* Dataset excerpts:
START
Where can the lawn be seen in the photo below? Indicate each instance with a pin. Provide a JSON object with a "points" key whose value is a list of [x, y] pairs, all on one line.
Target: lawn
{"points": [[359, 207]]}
END
START
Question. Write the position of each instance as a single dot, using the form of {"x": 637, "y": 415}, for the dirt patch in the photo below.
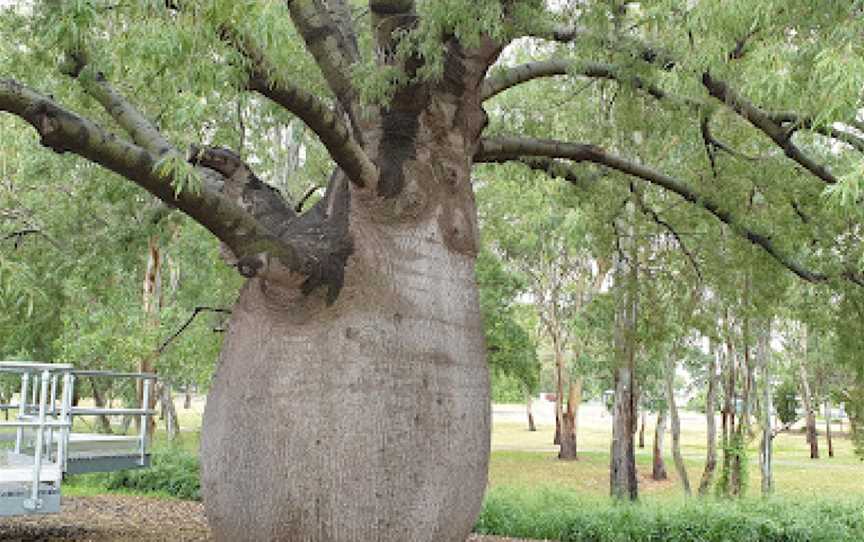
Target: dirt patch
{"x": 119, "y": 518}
END
* What the exercise asks: Count the lines in the records above that contain the word "instance". Reply with the number alone.

* Exercise result: 2